Gather every line in the records below that contains the word "stucco". Copy each of those lines in full.

-- begin MATERIAL PROVIDED --

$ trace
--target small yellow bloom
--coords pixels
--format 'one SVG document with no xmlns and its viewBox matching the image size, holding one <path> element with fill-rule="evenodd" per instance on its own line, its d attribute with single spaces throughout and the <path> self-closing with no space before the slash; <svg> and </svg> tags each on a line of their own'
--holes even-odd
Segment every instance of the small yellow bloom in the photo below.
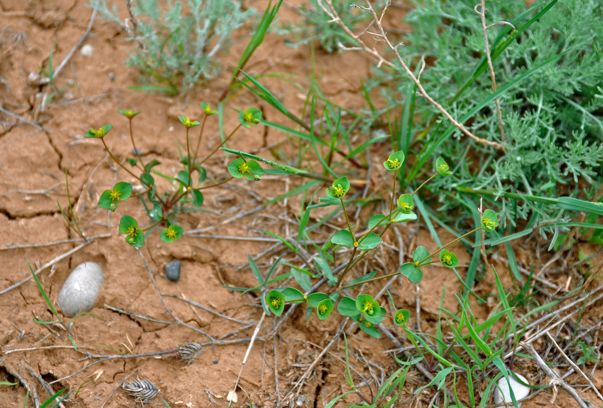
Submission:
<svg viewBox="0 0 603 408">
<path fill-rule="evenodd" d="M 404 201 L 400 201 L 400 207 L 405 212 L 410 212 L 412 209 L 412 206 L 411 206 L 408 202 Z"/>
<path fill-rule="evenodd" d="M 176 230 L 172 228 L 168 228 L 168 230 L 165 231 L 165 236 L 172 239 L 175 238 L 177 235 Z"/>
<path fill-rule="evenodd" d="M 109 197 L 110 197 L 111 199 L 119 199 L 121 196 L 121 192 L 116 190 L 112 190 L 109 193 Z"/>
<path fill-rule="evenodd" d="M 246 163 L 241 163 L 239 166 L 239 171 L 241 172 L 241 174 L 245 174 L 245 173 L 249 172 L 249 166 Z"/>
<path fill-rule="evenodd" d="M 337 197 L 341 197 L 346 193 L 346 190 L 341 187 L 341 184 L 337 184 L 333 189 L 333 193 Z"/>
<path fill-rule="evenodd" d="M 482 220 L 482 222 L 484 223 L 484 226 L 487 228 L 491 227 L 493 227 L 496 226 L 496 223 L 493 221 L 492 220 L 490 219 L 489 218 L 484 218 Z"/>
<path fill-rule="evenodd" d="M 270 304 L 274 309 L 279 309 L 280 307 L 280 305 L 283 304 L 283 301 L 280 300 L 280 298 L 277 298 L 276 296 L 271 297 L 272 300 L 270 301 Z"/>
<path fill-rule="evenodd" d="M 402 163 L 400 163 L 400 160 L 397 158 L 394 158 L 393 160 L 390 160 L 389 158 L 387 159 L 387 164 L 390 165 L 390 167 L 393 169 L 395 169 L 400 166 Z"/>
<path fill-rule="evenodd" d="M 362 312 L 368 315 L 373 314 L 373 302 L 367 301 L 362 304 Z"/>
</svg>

-- end MATERIAL PROVIDED --
-- begin MATERIAL PROVIDED --

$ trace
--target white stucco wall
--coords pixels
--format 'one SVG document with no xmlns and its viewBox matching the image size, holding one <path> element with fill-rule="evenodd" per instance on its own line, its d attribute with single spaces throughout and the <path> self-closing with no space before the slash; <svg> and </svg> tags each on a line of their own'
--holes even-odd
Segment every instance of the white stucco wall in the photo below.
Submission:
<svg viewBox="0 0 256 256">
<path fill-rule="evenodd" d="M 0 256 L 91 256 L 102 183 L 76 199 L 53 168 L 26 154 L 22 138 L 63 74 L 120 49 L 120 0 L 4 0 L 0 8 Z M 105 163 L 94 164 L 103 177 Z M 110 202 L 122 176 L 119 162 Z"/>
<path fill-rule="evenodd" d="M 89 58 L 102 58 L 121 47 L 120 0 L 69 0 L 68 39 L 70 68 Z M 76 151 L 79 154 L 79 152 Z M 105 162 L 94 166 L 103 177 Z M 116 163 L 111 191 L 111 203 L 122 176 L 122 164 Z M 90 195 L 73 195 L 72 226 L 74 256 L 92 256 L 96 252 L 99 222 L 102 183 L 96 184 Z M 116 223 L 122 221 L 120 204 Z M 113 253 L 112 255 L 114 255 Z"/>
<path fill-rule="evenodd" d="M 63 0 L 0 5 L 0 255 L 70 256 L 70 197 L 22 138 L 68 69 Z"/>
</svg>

-- end MATERIAL PROVIDED --
-- begin MATERIAL PROVIDED --

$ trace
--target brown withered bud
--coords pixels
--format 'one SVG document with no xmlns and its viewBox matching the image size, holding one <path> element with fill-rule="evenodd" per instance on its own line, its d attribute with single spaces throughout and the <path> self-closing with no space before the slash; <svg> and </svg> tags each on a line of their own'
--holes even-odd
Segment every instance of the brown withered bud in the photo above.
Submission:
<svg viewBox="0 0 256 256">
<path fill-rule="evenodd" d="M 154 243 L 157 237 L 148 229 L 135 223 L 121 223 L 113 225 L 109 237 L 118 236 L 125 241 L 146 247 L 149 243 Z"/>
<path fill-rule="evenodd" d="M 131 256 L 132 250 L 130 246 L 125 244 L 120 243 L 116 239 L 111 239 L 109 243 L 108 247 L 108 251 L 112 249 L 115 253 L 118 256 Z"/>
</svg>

-- end MATERIAL PROVIDED --

» OUTPUT FOR THIS TASK:
--target white stucco wall
Segment every instance of the white stucco wall in the photo below.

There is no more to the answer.